Task directions: Reproduce the line that contains "Where can you spot the green" and every line after it through the end of the records, exactly, with nothing added.

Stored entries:
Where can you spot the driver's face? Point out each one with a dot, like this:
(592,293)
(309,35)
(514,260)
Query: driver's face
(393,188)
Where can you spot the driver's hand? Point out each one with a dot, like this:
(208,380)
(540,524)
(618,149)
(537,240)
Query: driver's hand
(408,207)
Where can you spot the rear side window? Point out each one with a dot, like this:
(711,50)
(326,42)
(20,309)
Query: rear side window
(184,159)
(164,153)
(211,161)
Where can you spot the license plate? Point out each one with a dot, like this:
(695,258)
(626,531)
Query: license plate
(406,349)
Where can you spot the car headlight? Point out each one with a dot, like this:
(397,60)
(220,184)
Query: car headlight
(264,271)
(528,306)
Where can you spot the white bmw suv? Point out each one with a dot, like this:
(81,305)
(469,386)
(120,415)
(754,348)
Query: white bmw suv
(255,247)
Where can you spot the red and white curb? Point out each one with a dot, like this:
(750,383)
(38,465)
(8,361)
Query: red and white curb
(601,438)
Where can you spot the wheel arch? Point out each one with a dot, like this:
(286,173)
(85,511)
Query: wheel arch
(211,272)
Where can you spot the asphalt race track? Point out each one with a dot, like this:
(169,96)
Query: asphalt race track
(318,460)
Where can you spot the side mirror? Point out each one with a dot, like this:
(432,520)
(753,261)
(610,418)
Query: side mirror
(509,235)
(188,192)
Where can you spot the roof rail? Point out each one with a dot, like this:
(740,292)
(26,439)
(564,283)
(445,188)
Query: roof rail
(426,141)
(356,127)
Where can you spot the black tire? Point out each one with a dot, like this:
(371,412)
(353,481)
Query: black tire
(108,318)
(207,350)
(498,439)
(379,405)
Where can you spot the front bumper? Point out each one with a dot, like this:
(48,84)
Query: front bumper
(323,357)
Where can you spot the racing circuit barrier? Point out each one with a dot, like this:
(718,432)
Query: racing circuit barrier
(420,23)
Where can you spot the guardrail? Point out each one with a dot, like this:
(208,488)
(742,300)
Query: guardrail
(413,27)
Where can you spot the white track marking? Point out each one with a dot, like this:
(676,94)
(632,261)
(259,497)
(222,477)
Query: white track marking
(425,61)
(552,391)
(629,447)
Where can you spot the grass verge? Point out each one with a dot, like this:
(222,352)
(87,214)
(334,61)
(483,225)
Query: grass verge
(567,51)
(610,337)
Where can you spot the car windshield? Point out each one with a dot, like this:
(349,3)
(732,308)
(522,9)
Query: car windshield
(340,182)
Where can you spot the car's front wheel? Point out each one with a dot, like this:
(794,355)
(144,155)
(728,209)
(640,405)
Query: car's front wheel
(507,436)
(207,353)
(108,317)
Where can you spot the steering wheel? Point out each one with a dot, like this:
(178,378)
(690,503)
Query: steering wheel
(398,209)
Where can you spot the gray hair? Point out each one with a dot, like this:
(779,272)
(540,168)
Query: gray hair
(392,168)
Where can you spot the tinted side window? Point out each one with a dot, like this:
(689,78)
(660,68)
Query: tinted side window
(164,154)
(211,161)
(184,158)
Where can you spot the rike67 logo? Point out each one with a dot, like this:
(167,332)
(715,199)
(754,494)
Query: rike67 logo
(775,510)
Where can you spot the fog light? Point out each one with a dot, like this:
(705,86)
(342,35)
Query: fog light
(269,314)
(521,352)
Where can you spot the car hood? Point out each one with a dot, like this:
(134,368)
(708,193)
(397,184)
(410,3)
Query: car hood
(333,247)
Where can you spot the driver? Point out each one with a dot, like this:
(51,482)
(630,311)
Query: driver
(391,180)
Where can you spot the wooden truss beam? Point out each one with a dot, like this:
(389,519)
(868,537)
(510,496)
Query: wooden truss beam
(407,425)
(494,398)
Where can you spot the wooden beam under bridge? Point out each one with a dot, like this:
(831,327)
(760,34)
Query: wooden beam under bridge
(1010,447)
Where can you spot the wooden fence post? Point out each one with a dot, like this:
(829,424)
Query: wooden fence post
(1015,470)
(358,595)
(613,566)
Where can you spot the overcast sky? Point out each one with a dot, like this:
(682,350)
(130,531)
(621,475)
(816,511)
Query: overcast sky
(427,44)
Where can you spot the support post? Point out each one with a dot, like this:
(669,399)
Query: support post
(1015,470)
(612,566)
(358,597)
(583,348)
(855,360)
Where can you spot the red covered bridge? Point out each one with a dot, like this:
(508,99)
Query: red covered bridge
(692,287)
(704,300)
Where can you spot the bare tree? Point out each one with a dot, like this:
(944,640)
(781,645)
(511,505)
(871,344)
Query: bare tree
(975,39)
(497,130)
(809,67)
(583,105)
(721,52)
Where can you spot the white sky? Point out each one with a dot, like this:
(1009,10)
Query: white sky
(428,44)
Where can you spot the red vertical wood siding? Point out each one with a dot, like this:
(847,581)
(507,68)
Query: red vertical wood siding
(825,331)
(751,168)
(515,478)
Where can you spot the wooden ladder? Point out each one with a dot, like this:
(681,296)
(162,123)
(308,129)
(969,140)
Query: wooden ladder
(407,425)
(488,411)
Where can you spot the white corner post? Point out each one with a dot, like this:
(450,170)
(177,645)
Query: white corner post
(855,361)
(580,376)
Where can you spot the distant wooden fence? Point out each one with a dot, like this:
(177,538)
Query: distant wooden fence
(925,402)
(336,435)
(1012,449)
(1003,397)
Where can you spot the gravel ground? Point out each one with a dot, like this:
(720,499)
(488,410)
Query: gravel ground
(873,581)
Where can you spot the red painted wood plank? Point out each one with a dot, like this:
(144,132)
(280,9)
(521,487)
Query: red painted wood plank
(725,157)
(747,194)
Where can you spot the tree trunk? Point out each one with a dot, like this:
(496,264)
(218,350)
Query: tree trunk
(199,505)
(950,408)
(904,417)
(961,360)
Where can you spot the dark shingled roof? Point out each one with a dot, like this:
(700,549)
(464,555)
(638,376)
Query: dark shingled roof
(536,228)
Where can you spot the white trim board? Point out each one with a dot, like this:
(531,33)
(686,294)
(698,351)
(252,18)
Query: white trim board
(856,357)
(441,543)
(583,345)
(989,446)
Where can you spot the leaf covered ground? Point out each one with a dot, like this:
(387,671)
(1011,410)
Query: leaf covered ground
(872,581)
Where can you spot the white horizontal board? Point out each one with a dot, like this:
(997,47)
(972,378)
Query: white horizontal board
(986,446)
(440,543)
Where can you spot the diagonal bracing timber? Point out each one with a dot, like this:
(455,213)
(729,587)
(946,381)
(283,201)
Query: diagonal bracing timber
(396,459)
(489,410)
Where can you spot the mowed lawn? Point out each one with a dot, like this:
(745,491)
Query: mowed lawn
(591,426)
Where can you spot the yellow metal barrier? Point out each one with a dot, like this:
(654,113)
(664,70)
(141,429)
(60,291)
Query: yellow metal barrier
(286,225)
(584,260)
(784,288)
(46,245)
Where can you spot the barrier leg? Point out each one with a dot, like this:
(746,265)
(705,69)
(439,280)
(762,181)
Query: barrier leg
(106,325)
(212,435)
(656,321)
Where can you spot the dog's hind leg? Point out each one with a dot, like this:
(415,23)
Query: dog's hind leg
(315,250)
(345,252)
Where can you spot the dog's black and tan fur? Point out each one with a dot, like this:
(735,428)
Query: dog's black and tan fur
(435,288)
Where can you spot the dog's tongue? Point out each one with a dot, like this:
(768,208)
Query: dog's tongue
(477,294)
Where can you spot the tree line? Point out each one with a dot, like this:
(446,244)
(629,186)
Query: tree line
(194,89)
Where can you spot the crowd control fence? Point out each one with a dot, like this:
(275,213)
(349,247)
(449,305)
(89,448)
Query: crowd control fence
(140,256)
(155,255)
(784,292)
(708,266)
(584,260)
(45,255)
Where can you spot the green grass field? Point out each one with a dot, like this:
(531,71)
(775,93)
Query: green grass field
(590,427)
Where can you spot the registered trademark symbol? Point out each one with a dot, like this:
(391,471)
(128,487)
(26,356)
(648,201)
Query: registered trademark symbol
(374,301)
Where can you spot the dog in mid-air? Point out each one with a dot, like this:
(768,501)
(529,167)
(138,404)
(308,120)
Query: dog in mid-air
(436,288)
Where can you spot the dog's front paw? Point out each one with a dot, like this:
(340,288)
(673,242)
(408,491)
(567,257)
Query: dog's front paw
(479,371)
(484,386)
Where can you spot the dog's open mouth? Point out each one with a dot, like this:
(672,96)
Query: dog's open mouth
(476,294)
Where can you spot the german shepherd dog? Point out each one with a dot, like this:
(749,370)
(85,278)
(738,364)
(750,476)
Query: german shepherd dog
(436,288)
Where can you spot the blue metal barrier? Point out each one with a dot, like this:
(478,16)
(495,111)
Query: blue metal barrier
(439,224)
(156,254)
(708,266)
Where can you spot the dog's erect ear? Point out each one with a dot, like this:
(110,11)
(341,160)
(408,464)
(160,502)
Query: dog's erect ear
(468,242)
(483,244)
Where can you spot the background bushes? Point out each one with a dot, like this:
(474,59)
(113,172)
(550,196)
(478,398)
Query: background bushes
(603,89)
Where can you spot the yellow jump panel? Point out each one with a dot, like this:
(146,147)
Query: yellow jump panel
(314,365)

Answer in full:
Where can you spot the green grass field? Point out each one with a dot, like this:
(531,71)
(775,93)
Query: green grass field
(590,427)
Where can you spot the registered trademark symbol? Point out each one with a dot, like this:
(391,471)
(128,487)
(26,356)
(648,201)
Query: registered trademark symbol
(374,301)
Where can you spot the dog in mid-air? Point out each one with a dot, like this:
(768,501)
(529,167)
(138,404)
(308,120)
Query: dog in mid-air
(436,288)
Where can you spot the dog's front paw? Point out each one with a dot, like this:
(340,288)
(673,242)
(408,491)
(567,257)
Query: dog's front paw
(479,371)
(484,386)
Where can you spot the dog's open mouth? Point out each one with a dot, like this:
(672,96)
Query: dog's open mouth
(476,294)
Where can you spot the german shepherd dog? Point out each one with a dot, like this:
(749,370)
(85,278)
(738,364)
(750,476)
Query: german shepherd dog
(436,288)
Where can you spot the blue metal barrier? Point out each one with a dot, like this:
(478,16)
(495,111)
Query: blue metal barrier
(439,224)
(156,254)
(708,266)
Where can you spot the dog's erect ear? Point out each one with a dot, like this:
(110,11)
(341,160)
(408,464)
(160,502)
Query: dog's erect ear
(468,242)
(483,244)
Where can you spot the background bushes? Point out each one with a dot, like this:
(474,59)
(113,172)
(550,196)
(478,398)
Query: background bushes
(603,89)
Where can you spot the yellow jump panel? Point out each one with a dot, like this:
(146,147)
Query: yellow jump panel
(314,365)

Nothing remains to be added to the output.